- **Assignment**
Count every line in the entries below that contains the word "covered", and give only that number.

(Records from a data source)
■ ■ ■ ■ ■ ■ ■
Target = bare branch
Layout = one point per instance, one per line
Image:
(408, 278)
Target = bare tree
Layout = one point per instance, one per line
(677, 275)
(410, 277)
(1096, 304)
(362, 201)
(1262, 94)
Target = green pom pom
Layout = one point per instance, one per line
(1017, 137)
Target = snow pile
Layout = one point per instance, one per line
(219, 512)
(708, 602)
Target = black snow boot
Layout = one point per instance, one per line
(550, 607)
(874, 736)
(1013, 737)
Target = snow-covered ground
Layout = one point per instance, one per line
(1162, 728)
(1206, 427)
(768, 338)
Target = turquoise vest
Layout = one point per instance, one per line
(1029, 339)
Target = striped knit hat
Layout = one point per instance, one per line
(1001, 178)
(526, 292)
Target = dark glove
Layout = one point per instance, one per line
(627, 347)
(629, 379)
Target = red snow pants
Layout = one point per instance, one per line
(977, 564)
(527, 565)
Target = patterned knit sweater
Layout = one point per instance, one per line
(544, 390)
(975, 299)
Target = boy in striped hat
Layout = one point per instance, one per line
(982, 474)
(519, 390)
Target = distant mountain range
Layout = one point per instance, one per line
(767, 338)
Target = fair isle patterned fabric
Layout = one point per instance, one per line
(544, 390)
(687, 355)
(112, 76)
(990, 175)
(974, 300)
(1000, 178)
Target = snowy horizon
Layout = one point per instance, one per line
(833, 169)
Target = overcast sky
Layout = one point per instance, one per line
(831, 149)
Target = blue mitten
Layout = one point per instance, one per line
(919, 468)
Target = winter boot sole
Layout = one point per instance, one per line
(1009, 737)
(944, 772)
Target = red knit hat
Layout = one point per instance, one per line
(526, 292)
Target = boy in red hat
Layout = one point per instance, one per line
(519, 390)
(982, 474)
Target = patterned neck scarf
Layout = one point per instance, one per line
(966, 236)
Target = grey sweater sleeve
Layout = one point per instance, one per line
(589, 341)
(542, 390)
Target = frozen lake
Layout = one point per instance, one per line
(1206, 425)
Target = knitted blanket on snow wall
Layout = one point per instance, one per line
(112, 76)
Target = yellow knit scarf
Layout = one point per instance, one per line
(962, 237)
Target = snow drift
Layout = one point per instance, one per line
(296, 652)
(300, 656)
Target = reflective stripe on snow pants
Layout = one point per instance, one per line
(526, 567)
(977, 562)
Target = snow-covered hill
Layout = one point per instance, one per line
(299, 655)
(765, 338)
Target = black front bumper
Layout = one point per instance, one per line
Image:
■ ■ ■ ■ ■ ■ ■
- **Task output**
2